-- Your objective --
Format the listing from the line containing "Find each front door handle." through the line containing "[0,231,640,424]", both included, as a Markdown table with columns No. and Line. Number each row and skip blank lines.

>> BEGIN Items

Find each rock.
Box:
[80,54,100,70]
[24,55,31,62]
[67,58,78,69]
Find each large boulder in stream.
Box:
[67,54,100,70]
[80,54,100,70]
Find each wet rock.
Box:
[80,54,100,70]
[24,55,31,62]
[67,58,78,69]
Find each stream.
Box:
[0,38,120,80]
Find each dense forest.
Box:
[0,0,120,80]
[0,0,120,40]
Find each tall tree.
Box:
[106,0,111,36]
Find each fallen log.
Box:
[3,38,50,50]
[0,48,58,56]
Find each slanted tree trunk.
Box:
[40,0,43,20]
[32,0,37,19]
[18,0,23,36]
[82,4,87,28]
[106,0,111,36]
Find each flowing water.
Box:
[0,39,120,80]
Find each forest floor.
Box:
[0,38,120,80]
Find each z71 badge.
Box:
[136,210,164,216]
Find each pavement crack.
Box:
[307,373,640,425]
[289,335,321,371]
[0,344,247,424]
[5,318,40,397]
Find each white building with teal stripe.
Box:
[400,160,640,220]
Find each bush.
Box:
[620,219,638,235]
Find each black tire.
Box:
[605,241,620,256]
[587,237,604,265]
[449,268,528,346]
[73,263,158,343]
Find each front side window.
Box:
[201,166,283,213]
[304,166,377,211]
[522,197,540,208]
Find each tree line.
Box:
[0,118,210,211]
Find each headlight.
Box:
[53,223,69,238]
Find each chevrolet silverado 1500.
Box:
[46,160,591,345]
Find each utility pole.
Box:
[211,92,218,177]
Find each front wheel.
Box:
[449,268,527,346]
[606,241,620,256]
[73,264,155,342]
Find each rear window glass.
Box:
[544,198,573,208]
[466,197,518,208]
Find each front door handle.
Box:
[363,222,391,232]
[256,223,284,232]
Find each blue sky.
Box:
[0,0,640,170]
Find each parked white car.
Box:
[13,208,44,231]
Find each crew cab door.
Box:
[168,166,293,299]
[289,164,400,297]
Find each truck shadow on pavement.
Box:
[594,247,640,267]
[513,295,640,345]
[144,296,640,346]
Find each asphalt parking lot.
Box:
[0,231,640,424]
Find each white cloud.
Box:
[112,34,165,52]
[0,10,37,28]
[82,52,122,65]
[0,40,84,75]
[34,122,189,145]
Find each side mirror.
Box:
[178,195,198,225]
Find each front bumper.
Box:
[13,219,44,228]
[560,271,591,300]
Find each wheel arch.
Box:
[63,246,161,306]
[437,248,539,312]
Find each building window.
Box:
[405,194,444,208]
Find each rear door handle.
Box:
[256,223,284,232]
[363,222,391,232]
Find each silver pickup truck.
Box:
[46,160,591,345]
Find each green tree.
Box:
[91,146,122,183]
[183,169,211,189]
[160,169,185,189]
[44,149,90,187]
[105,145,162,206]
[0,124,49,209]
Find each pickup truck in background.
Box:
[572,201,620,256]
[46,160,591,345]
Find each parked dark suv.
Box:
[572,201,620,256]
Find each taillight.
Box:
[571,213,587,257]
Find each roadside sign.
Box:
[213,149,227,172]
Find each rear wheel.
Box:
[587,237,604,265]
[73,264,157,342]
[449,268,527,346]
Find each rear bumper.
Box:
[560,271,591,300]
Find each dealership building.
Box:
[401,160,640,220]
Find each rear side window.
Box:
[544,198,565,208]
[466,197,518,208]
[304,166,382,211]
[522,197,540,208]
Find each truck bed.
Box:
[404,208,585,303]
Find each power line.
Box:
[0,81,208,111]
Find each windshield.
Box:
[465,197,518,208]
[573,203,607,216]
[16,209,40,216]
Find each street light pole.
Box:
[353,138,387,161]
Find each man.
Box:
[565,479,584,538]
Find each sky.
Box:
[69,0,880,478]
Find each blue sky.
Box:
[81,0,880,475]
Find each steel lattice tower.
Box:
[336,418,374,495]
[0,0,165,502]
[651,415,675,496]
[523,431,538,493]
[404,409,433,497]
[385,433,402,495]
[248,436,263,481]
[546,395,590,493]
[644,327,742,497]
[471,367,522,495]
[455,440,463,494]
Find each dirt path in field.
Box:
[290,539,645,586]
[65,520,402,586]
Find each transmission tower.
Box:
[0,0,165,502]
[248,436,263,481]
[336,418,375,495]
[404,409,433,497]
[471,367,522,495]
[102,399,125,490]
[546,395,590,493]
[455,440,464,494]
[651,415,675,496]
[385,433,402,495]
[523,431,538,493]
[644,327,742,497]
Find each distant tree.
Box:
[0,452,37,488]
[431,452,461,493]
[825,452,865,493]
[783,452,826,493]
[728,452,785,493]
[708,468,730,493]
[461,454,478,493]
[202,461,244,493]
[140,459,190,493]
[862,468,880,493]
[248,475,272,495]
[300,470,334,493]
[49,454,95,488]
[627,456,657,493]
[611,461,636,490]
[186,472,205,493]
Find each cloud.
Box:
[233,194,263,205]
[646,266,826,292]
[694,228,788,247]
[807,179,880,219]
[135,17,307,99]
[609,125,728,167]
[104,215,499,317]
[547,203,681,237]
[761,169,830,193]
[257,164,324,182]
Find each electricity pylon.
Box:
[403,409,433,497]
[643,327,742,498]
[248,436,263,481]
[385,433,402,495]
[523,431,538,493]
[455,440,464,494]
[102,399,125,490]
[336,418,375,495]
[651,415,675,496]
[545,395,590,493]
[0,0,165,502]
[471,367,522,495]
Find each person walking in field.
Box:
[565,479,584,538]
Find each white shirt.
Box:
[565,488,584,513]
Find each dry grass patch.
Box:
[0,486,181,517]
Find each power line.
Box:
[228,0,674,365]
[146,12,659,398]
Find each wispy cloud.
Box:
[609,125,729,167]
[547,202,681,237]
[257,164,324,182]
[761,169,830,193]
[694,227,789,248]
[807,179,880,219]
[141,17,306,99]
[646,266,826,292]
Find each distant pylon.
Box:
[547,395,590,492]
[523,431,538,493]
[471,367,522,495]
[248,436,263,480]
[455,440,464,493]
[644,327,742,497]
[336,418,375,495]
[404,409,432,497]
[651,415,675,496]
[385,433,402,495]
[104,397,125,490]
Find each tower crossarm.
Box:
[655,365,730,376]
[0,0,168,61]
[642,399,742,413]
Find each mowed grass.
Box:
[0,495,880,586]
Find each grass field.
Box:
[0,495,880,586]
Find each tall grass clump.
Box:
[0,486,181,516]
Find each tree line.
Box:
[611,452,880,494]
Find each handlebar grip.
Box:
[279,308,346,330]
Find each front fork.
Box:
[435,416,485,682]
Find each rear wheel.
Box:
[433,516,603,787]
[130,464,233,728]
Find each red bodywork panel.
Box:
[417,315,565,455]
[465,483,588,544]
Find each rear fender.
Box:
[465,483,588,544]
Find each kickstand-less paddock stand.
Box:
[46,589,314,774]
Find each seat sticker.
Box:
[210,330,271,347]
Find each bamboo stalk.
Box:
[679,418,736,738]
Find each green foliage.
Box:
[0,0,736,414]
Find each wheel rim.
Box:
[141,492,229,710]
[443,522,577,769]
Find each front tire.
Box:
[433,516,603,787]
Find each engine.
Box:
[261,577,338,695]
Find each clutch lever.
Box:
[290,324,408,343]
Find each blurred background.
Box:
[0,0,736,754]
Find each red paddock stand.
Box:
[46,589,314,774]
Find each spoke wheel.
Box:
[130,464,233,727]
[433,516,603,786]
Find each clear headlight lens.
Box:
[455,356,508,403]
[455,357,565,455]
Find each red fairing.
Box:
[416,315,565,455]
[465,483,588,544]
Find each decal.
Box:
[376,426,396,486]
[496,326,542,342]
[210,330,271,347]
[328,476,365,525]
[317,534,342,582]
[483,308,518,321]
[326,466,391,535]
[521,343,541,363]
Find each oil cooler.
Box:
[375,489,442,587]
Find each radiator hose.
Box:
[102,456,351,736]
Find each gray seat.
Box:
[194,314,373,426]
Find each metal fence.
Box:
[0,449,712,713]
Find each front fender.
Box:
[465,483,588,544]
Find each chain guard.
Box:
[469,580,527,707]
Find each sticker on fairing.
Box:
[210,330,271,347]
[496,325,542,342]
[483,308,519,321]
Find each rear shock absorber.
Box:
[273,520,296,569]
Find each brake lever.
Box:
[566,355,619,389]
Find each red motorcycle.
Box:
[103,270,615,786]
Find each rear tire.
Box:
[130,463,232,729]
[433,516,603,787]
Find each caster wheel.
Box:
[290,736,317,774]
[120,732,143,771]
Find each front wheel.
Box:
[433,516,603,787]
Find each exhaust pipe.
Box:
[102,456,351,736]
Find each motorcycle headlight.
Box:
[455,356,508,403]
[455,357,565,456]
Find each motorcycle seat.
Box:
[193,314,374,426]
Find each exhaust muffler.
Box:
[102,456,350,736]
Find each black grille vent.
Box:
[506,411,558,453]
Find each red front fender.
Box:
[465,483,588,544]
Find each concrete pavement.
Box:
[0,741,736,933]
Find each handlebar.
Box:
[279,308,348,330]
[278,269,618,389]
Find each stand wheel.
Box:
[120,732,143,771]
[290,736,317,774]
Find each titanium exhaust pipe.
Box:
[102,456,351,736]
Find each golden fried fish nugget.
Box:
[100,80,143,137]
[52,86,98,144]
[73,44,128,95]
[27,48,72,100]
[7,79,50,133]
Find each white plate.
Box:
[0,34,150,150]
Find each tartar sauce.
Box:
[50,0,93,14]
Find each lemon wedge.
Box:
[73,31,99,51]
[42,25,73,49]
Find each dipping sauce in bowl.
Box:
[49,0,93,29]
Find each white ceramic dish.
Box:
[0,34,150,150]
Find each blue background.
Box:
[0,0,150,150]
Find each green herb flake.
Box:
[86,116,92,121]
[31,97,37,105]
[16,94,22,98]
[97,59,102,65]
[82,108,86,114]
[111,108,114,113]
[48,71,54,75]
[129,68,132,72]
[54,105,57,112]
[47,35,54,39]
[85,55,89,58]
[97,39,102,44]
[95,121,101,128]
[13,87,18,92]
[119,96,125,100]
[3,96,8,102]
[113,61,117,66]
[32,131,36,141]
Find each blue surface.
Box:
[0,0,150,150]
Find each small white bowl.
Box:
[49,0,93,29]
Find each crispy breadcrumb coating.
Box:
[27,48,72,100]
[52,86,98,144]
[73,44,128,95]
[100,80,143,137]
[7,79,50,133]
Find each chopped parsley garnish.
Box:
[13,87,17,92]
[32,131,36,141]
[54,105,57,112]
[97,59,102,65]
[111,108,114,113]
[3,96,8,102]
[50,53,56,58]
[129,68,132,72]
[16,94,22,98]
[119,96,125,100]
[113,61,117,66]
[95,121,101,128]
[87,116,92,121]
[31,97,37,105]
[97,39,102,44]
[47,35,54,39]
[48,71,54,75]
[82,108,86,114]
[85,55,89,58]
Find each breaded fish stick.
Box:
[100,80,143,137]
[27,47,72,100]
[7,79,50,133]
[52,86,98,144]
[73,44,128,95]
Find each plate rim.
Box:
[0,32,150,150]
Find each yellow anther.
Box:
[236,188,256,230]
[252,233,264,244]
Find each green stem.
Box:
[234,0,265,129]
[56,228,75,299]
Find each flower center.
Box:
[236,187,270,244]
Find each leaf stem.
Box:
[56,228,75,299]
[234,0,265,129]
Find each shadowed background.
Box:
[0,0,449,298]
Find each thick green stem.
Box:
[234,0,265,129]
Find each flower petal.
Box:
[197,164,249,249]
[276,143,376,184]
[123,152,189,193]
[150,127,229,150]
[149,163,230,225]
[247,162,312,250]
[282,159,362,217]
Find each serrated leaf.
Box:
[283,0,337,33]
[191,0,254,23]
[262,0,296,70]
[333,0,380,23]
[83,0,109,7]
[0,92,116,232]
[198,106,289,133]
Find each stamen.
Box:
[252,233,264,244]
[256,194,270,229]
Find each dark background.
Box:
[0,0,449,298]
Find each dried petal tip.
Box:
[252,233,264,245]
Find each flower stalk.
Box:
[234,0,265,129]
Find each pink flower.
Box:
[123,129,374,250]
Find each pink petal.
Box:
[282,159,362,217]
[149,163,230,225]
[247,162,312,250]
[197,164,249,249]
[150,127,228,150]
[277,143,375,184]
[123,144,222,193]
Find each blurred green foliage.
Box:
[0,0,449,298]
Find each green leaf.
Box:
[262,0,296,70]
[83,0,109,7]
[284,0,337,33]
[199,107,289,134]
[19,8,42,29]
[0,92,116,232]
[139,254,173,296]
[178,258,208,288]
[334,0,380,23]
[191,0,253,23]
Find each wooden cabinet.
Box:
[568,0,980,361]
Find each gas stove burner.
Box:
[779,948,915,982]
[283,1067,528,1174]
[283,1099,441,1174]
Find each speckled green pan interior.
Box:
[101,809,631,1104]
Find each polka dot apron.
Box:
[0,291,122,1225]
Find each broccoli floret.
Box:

>> END Items

-- Response to the task --
| No. | Line |
|---|---|
| 1 | Find each front door handle. |
| 2 | Box: |
| 3 | [363,222,391,232] |
| 4 | [256,223,284,232] |
| 5 | Find each blue sky. |
| 6 | Box: |
| 7 | [0,0,640,170] |
| 8 | Find each parked white car. |
| 9 | Box: |
| 10 | [13,208,44,231] |
| 11 | Find each crew cab door. |
| 12 | Box: |
| 13 | [168,166,293,299] |
| 14 | [289,164,400,297] |
| 15 | Find each truck shadow on pavement. |
| 16 | Box: |
| 17 | [594,247,640,267] |
| 18 | [513,295,640,345] |
| 19 | [144,296,640,346] |
| 20 | Find each asphalt parking lot. |
| 21 | Box: |
| 22 | [0,231,640,424] |